## ASSIGNMENT
Retype, character for character, the line containing "Target — long neck" along with each line after it through the end of the data, and only those.

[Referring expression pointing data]
- - -
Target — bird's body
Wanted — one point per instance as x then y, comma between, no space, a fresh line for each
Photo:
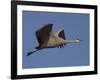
48,39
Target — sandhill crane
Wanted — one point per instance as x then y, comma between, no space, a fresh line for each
48,39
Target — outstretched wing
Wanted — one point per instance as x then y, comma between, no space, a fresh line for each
43,33
62,34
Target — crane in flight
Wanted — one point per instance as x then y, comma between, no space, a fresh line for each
48,39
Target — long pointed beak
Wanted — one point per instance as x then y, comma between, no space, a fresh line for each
81,40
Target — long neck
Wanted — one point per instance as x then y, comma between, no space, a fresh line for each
71,41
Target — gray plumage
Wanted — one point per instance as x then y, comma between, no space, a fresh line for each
48,39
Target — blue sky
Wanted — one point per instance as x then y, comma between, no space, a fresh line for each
76,25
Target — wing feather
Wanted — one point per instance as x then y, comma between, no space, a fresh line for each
43,33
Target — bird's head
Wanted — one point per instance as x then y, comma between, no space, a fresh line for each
- - -
## FINISHED TASK
Target — long neck
Wanted — one point per instance as x then y, comma between, no space, a fresh line for each
71,41
Target — gray plumage
Wanted — one point per instance as x then y, comma between, no space, a fresh line for each
48,39
Target — blue sky
Wanted — one point per instance as x then y, comma between, no space, a fresh line for each
76,25
Target — wing feather
Wanted — one point per instance as x then y, comma between, no space, a fresh line for each
43,33
Target — bird's head
Wanted — one point per instance as x then y, comma between, no space, a fresh line for each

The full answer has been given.